→ **Excerpt to read**:
A collection of five of Robert Downey Sr.'s fairly infamous underground satire films, The Criterion Collection's Up All Night With Robert Downey Sr. collection contains some of his most important work spread out over the two discs that make up this set. As this release is part of the Eclipse Series, there isn't much in the way of extra content, but fans of bizarre underground films will appreciate this regardless - there's some seriously interesting stuff to go through here. These were movies that Downey made locally, using friends in the cast and crew and probably never expecting them to find an audience outside of the people he made the movies with and whoever he may have screened them for around the time they were made - but here they are, decades later, preserved on DVD for those with a taste for the bizarre to enjoy all over again.

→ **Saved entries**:
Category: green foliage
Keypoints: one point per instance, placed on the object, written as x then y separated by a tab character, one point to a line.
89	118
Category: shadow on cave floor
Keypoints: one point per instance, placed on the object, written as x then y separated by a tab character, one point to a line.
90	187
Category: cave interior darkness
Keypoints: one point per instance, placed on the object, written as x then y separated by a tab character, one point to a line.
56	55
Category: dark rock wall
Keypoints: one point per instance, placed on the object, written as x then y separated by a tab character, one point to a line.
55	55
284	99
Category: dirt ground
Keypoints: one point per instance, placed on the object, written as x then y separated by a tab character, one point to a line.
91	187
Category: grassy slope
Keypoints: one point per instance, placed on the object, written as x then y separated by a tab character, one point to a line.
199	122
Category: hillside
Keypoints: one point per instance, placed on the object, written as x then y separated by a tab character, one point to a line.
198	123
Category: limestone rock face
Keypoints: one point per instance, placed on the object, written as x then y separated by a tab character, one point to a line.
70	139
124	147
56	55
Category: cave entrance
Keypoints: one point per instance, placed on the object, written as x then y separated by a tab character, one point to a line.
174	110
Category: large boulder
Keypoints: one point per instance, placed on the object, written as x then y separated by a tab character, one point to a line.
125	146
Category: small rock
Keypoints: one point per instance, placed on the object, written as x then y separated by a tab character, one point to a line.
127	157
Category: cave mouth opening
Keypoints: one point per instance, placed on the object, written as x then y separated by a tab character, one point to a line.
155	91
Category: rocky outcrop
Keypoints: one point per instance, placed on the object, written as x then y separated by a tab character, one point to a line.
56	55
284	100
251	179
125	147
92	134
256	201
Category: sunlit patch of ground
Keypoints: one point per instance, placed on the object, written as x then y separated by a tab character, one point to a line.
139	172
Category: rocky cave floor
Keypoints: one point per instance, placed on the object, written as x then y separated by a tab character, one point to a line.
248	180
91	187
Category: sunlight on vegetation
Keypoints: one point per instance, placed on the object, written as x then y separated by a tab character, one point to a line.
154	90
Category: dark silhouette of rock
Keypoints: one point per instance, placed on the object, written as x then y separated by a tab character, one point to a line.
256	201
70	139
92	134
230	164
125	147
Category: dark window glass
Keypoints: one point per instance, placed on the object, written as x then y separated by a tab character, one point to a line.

→ **Stated problem A**: In the Downey collection excerpt, which series is this release part of?
→ **Stated problem B**: Return the section of the Downey collection excerpt starting at "A collection of" and ending at "all over again.".

→ **Reply A**: The Eclipse Series.

→ **Reply B**:
A collection of five of Robert Downey Sr.'s fairly infamous underground satire films, The Criterion Collection's Up All Night With Robert Downey Sr. collection contains some of his most important work spread out over the two discs that make up this set. As this release is part of the Eclipse Series, there isn't much in the way of extra content, but fans of bizarre underground films will appreciate this regardless - there's some seriously interesting stuff to go through here. These were movies that Downey made locally, using friends in the cast and crew and probably never expecting them to find an audience outside of the people he made the movies with and whoever he may have screened them for around the time they were made - but here they are, decades later, preserved on DVD for those with a taste for the bizarre to enjoy all over again.